Point placement records:
━━━━━━

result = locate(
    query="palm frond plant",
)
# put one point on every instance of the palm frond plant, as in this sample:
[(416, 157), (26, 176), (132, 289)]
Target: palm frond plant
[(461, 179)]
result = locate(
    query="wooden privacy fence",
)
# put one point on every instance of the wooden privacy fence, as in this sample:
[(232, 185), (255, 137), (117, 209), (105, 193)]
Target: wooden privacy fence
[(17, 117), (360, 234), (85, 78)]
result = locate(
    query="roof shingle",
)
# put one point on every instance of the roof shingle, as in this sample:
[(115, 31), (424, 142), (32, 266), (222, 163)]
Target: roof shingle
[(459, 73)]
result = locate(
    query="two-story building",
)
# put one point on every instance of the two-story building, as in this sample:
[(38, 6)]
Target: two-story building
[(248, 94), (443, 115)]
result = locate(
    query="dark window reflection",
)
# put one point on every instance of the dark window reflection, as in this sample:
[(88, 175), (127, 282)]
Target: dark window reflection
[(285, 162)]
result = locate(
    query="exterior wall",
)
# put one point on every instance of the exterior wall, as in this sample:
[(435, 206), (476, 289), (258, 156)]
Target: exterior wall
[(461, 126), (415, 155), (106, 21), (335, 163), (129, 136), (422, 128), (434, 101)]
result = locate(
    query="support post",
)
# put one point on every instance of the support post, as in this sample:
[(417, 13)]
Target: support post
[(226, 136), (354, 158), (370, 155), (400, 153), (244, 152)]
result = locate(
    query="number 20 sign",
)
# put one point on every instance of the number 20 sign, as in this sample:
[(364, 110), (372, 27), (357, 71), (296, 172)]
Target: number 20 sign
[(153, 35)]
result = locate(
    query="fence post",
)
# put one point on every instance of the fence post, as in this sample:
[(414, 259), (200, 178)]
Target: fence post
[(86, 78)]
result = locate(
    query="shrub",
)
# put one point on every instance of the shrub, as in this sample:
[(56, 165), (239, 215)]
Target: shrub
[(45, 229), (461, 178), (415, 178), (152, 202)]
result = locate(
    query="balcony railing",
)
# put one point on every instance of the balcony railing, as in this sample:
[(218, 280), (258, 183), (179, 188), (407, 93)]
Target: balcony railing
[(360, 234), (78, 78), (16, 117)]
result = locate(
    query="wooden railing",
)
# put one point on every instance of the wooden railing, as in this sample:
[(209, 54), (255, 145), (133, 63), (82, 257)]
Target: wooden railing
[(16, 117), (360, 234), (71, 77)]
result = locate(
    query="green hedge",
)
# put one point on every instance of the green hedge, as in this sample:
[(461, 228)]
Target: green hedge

━━━━━━

Copy the lines starting at the first one and ending at the line containing "[(17, 117), (360, 234), (85, 78)]", both included, with the requests kept as they are. Multiply every point coordinate in the answers by 1.85 and round each to a whole number, halves up, but leave the sample coordinates in the requests unchanged.

result = locate(
    query="palm frond plant",
)
# put one point on every instance of the palm frond plant, as in this sample:
[(416, 157), (26, 176), (132, 289)]
Target: palm frond plant
[(853, 331)]
result = locate(
    query="wooden privacy fence",
)
# put one point on every instance of the wooden privacy fence, as in this sample:
[(232, 185), (255, 137), (117, 209), (105, 193)]
Target: wooden privacy fence
[(31, 216), (666, 433), (157, 144)]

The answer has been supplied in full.